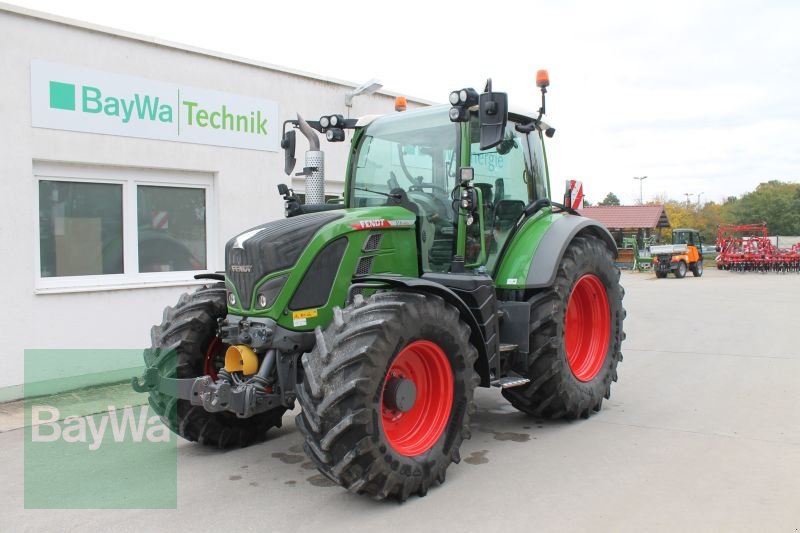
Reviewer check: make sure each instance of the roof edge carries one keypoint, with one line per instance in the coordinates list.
(97, 28)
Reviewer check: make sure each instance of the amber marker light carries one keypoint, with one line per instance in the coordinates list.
(542, 78)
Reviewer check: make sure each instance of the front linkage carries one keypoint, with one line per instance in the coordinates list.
(271, 387)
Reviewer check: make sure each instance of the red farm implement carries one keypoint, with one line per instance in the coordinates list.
(747, 248)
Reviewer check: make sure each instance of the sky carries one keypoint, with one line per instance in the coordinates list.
(699, 96)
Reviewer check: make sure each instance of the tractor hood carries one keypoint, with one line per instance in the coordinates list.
(269, 248)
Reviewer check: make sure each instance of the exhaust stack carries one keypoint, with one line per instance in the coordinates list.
(314, 169)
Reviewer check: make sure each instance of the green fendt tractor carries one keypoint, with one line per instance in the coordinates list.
(447, 267)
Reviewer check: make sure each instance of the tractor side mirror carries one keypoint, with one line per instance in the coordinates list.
(288, 144)
(493, 115)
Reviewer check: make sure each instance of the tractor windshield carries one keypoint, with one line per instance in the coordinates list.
(414, 152)
(411, 160)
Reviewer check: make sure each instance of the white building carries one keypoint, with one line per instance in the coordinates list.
(127, 163)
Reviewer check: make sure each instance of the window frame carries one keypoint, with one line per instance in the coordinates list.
(129, 178)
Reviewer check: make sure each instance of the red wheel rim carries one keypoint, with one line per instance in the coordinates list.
(587, 328)
(214, 358)
(417, 430)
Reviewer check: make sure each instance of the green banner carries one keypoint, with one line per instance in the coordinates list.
(99, 447)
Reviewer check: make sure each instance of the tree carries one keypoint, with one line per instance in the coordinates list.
(775, 202)
(610, 199)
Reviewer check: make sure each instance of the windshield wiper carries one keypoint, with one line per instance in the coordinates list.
(396, 196)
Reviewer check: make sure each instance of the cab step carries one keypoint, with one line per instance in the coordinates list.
(510, 381)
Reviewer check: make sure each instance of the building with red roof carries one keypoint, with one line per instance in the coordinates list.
(640, 220)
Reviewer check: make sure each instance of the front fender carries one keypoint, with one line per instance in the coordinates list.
(428, 286)
(531, 260)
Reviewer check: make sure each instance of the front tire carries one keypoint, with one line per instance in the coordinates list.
(359, 429)
(576, 336)
(185, 345)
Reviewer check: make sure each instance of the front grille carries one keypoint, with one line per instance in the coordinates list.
(365, 265)
(269, 248)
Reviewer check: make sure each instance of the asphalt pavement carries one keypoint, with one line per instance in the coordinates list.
(702, 433)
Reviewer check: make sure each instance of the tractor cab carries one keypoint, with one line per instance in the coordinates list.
(446, 267)
(412, 160)
(689, 237)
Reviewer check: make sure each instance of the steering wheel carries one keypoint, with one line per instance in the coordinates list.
(420, 186)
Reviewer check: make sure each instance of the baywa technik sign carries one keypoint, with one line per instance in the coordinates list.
(76, 99)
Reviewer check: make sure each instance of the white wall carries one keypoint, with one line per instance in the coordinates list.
(245, 181)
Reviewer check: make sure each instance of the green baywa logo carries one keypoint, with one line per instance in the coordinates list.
(125, 426)
(153, 108)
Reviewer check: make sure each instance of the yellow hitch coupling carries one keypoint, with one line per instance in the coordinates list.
(240, 358)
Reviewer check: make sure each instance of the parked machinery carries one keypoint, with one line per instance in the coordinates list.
(748, 248)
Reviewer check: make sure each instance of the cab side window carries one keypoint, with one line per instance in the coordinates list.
(504, 176)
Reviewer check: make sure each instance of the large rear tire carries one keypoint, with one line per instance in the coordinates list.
(185, 345)
(576, 336)
(387, 394)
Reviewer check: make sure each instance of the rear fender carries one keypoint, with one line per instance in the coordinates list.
(531, 261)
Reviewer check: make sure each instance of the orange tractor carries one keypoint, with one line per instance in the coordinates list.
(684, 254)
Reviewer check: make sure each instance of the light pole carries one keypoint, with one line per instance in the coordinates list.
(641, 198)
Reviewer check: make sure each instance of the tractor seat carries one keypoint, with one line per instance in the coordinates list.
(507, 212)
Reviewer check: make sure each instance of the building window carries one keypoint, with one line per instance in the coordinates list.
(104, 227)
(172, 228)
(80, 228)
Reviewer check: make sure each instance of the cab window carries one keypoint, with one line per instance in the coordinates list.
(503, 175)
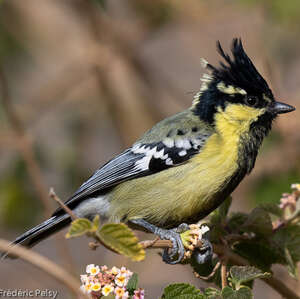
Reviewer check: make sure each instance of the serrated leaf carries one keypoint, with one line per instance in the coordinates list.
(182, 291)
(242, 293)
(259, 222)
(132, 283)
(121, 238)
(79, 227)
(291, 265)
(242, 274)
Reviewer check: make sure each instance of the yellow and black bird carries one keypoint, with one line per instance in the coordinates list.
(186, 165)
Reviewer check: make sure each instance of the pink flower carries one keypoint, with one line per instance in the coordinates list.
(139, 294)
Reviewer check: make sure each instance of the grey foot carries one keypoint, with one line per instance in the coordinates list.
(173, 255)
(176, 253)
(205, 253)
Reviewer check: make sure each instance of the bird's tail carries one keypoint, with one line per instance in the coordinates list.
(40, 232)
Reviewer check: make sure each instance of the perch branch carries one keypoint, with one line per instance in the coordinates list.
(225, 252)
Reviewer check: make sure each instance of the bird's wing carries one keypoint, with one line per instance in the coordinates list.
(140, 160)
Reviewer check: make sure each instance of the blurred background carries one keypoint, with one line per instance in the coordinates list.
(80, 80)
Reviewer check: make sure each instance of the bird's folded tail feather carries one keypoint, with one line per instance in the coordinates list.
(40, 232)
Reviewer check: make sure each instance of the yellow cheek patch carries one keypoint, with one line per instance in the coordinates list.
(231, 90)
(266, 98)
(237, 117)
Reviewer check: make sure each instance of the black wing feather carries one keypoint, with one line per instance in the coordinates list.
(130, 164)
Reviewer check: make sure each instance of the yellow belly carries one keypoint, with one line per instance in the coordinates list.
(185, 191)
(180, 192)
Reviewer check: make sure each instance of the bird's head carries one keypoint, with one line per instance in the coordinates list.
(236, 90)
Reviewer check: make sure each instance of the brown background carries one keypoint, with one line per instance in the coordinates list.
(86, 78)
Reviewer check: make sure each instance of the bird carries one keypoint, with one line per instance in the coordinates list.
(186, 165)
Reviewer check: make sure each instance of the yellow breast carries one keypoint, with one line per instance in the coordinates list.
(181, 192)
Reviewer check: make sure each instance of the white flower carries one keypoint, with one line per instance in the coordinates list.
(107, 289)
(96, 287)
(86, 288)
(121, 293)
(121, 279)
(114, 270)
(92, 269)
(204, 229)
(84, 279)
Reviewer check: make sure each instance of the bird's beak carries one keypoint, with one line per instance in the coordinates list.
(279, 108)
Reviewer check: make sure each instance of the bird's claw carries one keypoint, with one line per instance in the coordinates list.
(205, 253)
(176, 253)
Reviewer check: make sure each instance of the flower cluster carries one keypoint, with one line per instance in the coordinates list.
(290, 199)
(100, 282)
(192, 238)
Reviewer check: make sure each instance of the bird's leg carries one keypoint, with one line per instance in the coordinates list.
(173, 235)
(205, 253)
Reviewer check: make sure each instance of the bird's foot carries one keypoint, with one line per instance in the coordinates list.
(172, 255)
(204, 253)
(175, 254)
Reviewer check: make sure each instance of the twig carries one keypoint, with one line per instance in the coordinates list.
(53, 195)
(44, 264)
(25, 146)
(213, 272)
(224, 272)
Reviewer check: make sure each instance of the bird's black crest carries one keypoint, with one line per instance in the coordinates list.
(239, 70)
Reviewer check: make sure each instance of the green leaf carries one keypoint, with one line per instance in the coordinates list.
(259, 222)
(287, 237)
(242, 274)
(218, 215)
(132, 283)
(206, 269)
(236, 220)
(212, 293)
(271, 208)
(121, 238)
(242, 293)
(258, 252)
(96, 222)
(291, 265)
(79, 227)
(182, 291)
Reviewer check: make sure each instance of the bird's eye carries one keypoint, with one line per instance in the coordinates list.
(251, 101)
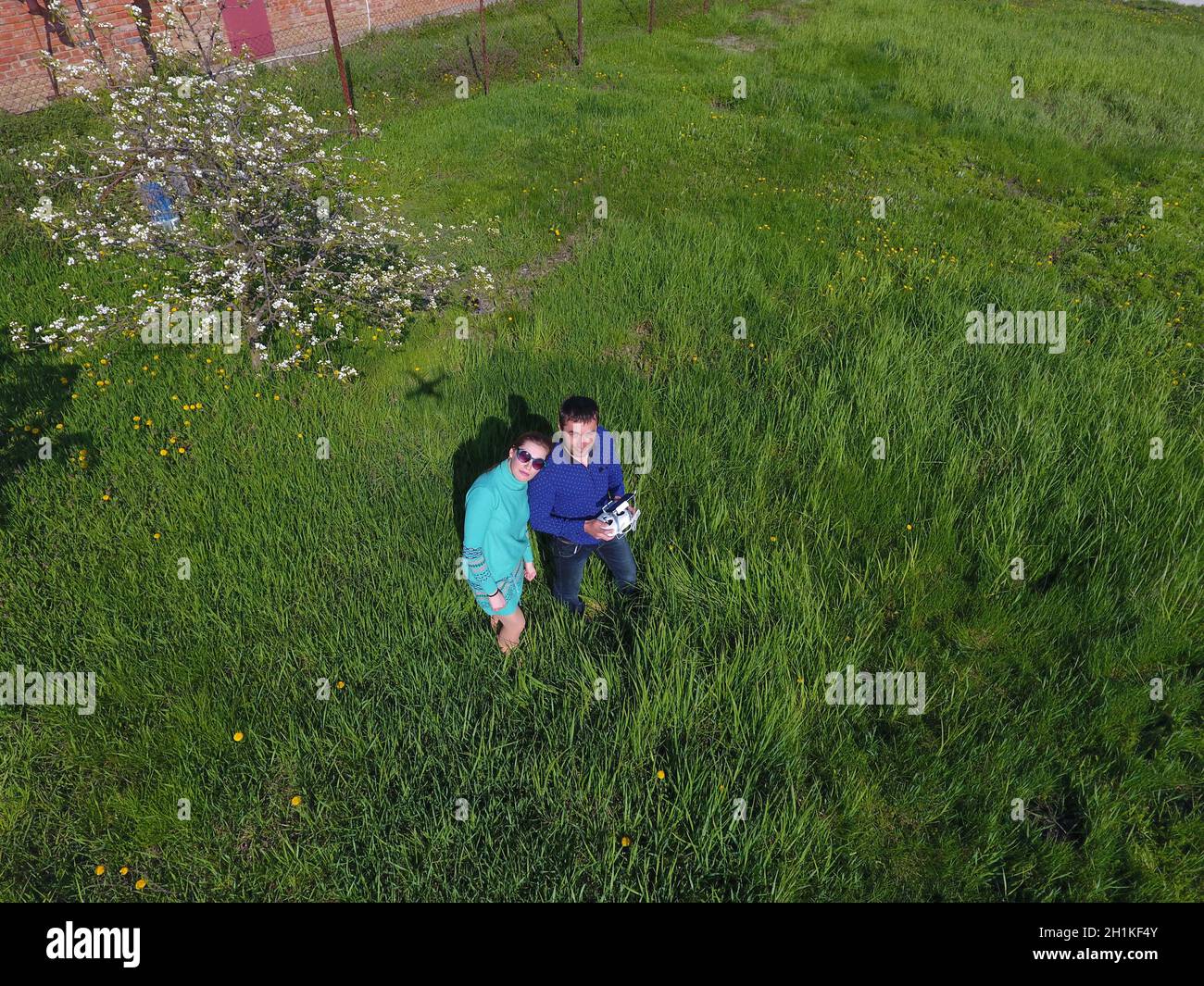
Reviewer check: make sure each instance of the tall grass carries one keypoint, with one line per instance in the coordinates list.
(719, 208)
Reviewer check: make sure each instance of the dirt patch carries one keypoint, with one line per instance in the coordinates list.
(525, 279)
(734, 43)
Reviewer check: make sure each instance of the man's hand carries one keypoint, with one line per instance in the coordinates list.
(598, 530)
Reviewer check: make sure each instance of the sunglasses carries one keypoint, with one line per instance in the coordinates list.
(526, 457)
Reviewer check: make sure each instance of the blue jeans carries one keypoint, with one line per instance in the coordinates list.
(570, 566)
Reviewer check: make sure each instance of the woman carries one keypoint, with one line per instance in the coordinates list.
(496, 547)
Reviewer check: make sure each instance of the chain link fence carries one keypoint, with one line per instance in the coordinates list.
(445, 40)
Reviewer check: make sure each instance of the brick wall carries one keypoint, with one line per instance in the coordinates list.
(24, 81)
(296, 27)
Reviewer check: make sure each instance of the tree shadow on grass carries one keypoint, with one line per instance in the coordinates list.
(560, 36)
(32, 393)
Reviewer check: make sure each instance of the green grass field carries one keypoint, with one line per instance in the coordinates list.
(719, 208)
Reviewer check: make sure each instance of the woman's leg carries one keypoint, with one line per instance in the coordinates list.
(512, 629)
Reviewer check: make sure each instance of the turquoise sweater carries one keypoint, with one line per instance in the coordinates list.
(495, 533)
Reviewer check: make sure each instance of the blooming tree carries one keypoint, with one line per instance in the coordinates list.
(229, 195)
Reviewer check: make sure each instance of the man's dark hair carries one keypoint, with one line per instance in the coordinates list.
(578, 409)
(533, 436)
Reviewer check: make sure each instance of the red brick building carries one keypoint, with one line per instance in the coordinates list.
(269, 28)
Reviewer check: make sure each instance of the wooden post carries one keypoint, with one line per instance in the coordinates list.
(484, 56)
(342, 70)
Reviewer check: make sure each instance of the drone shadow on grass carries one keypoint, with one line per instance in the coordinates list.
(32, 393)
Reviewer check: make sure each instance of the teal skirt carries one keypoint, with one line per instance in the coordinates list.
(512, 588)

☆ ☆ ☆ ☆ ☆ ☆ ☆

Exercise aim: Copy nothing except the lines from the one with "Reviewer check: make sure each instance of the turquoise" through the end of the records; keep each exactly as it appears, first and last included.

Final answer:
Reviewer check: make sure each instance of the turquoise sweater carries one keypoint, with one line per instance in the coordinates list.
(495, 533)
Reviewer check: make sure each instance of the blooming tree carries one keypoint, with one line per instance in the coordinates list.
(229, 195)
Reviewer check: make sure each instance of the man's dark hair carries one keypoint, with one line per instance in the coordinates list.
(578, 409)
(533, 436)
Reviewer check: make sure each instance of the red brick building carries one keypoint, with one line per instance in the coordinates list.
(269, 28)
Reviewer check: make sure each instance of the wooden post carries one keypoint, with one line per instance in the coordinates list.
(484, 56)
(342, 70)
Reviewer check: make sure each instance of the drone shadow on grass carries one keypoint, with one line per instance in the coordinates list.
(32, 393)
Reviewer check: make sure each instance of the teal skirt carries one keypoint, with one line per instance in the coordinates list.
(512, 588)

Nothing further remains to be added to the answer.